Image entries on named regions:
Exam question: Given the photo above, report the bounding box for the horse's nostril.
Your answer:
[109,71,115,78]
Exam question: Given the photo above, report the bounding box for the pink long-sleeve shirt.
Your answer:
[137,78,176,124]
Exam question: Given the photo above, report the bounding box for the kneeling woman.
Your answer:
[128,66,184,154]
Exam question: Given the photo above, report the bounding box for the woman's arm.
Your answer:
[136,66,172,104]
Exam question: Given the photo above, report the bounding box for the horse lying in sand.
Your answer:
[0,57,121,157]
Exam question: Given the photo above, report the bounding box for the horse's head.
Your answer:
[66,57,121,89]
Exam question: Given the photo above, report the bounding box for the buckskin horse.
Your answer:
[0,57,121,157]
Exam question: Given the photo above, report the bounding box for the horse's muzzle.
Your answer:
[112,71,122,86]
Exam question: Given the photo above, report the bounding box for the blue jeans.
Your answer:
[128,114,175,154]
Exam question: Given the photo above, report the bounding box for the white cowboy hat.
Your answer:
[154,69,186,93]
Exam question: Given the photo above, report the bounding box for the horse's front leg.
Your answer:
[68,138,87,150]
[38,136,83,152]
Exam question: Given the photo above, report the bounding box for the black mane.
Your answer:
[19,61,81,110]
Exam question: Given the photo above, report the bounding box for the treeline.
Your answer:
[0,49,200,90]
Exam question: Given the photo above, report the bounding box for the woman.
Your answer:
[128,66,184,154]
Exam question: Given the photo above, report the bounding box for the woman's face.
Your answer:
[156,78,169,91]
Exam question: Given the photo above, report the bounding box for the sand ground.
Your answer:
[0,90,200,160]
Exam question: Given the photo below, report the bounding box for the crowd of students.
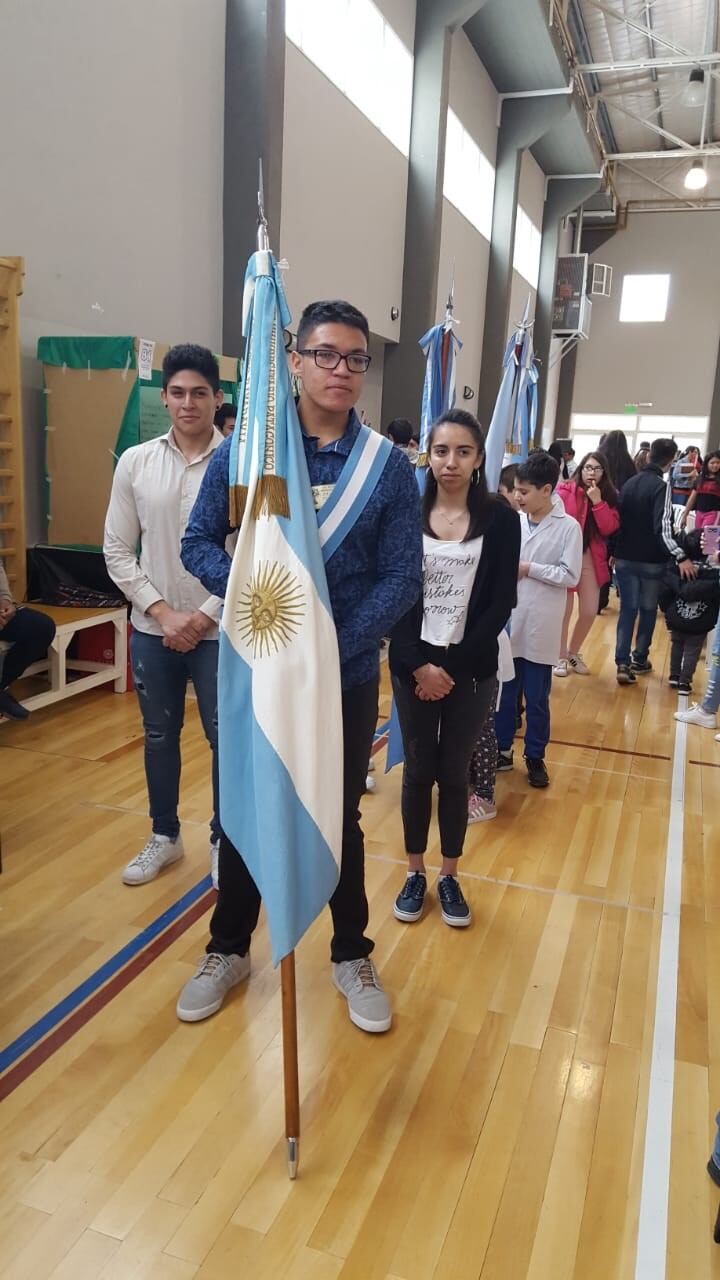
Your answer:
[0,294,720,1032]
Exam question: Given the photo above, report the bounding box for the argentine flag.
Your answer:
[218,251,343,964]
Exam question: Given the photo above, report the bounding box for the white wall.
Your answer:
[0,0,225,541]
[573,211,720,415]
[437,31,497,408]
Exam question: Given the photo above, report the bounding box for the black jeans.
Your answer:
[206,677,378,964]
[392,676,497,858]
[0,609,55,689]
[670,631,706,682]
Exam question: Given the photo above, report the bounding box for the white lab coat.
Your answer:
[510,494,583,667]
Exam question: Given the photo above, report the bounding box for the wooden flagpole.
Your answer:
[281,951,300,1179]
[258,160,300,1179]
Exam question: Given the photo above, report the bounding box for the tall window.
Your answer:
[620,275,670,324]
[284,0,413,155]
[442,110,495,239]
[512,205,542,289]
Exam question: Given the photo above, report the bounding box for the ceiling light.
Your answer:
[685,160,707,191]
[682,67,705,106]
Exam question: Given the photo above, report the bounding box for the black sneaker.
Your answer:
[525,755,550,787]
[630,655,652,676]
[392,872,428,924]
[0,689,29,719]
[437,876,471,929]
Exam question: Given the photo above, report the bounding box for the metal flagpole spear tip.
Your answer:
[258,160,270,253]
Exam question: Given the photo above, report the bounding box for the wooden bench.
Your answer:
[0,604,128,710]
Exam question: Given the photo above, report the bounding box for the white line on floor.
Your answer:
[635,699,688,1280]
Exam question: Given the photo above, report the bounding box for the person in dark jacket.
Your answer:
[659,530,720,694]
[614,439,696,685]
[389,410,520,927]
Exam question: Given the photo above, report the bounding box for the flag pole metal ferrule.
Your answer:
[281,951,300,1180]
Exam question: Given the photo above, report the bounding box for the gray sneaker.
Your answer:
[123,832,184,884]
[176,951,250,1023]
[332,957,392,1032]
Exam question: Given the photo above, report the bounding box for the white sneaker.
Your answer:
[675,703,717,728]
[176,951,250,1023]
[123,832,184,884]
[568,653,591,676]
[210,840,220,888]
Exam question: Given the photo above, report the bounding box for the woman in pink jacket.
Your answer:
[553,453,620,676]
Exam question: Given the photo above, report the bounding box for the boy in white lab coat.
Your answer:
[496,452,583,787]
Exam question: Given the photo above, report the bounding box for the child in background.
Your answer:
[468,462,515,826]
[496,451,583,787]
[679,452,720,529]
[659,530,720,694]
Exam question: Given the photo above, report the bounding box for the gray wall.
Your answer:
[0,0,225,543]
[573,211,720,415]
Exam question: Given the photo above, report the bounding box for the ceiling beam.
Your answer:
[573,51,720,76]
[605,146,720,160]
[599,101,707,147]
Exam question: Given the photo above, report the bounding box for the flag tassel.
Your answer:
[228,484,247,529]
[252,476,290,520]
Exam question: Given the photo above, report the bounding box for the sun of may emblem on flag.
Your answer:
[236,561,305,658]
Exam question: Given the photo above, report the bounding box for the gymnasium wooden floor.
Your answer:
[0,603,720,1280]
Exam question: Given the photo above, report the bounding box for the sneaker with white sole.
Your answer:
[675,703,717,728]
[176,951,250,1023]
[468,795,497,827]
[332,956,392,1032]
[568,653,591,676]
[123,832,184,884]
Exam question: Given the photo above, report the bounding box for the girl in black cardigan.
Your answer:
[389,410,520,925]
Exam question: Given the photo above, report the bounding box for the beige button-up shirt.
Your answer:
[102,428,223,640]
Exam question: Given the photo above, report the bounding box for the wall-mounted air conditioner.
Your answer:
[552,253,592,338]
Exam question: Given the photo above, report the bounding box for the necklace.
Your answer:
[436,507,468,525]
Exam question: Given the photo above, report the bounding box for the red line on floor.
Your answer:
[0,890,215,1102]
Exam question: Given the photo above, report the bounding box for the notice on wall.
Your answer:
[137,338,155,383]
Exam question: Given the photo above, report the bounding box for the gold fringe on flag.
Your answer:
[228,484,247,529]
[252,475,290,520]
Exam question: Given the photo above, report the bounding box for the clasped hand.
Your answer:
[413,662,455,703]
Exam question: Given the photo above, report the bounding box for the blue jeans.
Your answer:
[702,623,720,716]
[131,631,220,840]
[495,658,552,760]
[615,561,665,666]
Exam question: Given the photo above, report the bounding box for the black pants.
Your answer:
[670,631,705,684]
[206,678,378,963]
[392,676,497,858]
[0,609,55,689]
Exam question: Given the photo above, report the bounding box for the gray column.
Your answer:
[382,0,486,422]
[533,177,601,426]
[223,0,286,356]
[478,93,571,426]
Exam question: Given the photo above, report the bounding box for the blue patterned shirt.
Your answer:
[181,411,423,689]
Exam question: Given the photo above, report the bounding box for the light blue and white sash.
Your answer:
[318,426,392,564]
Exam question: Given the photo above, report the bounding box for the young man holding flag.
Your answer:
[177,302,421,1032]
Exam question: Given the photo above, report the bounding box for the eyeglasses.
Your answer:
[297,347,373,374]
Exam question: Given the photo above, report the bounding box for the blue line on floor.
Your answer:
[0,876,211,1073]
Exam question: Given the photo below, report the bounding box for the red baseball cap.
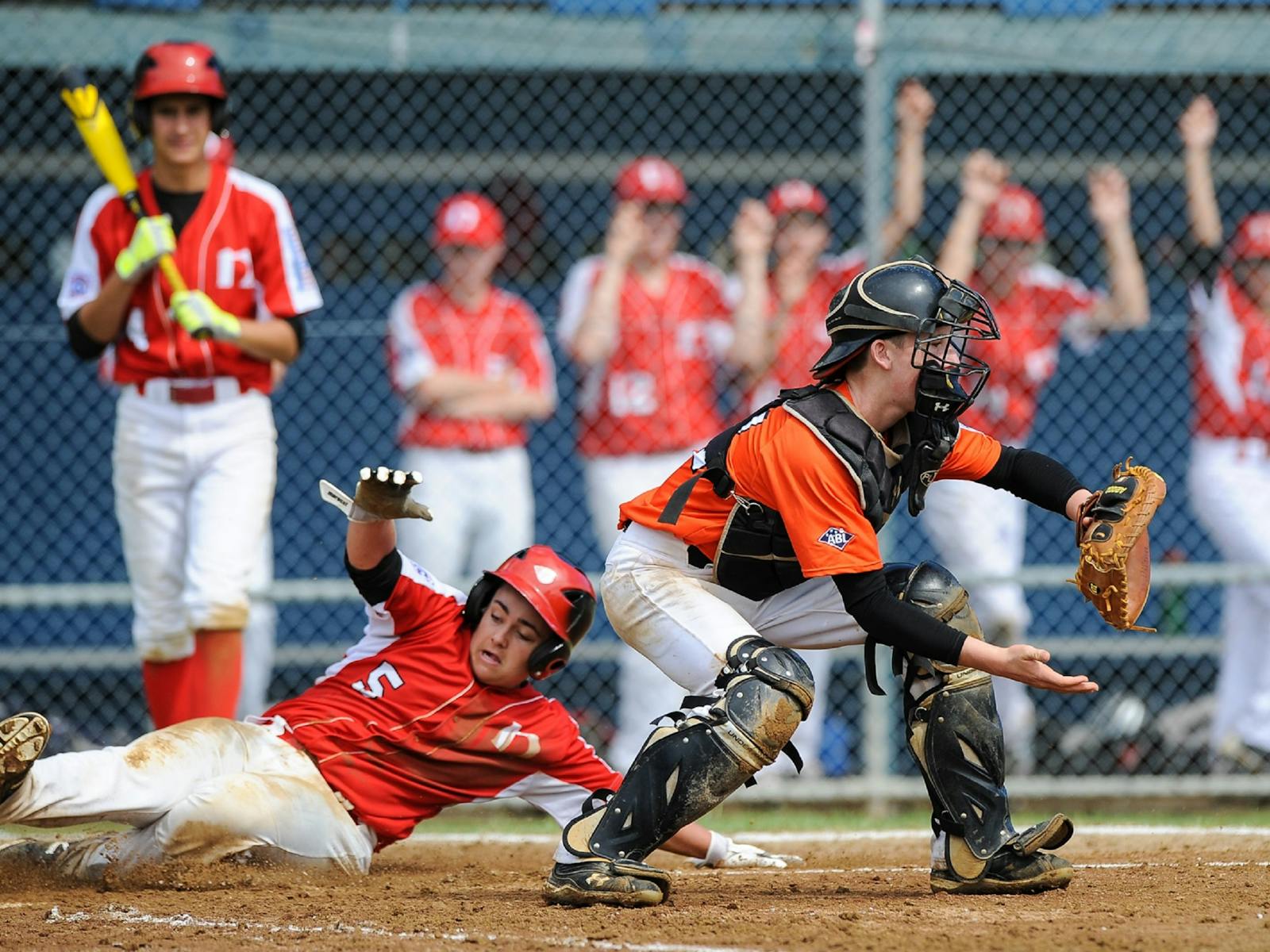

## JOB
Reproduce every line from the start of the items through the line containing "[137,78,176,124]", inclusive, keeping all other text unchanged. Raise each bounding-box coordinate in the answers by 115.

## ANSWER IN FULL
Exam question: Given the photo above, report the bounding box for the horse's nostril.
Your answer:
[224,186,230,193]
Exam question: Given the photo above, report the bounding box for the pink long-sleeve shirt.
Your answer:
[252,193,291,239]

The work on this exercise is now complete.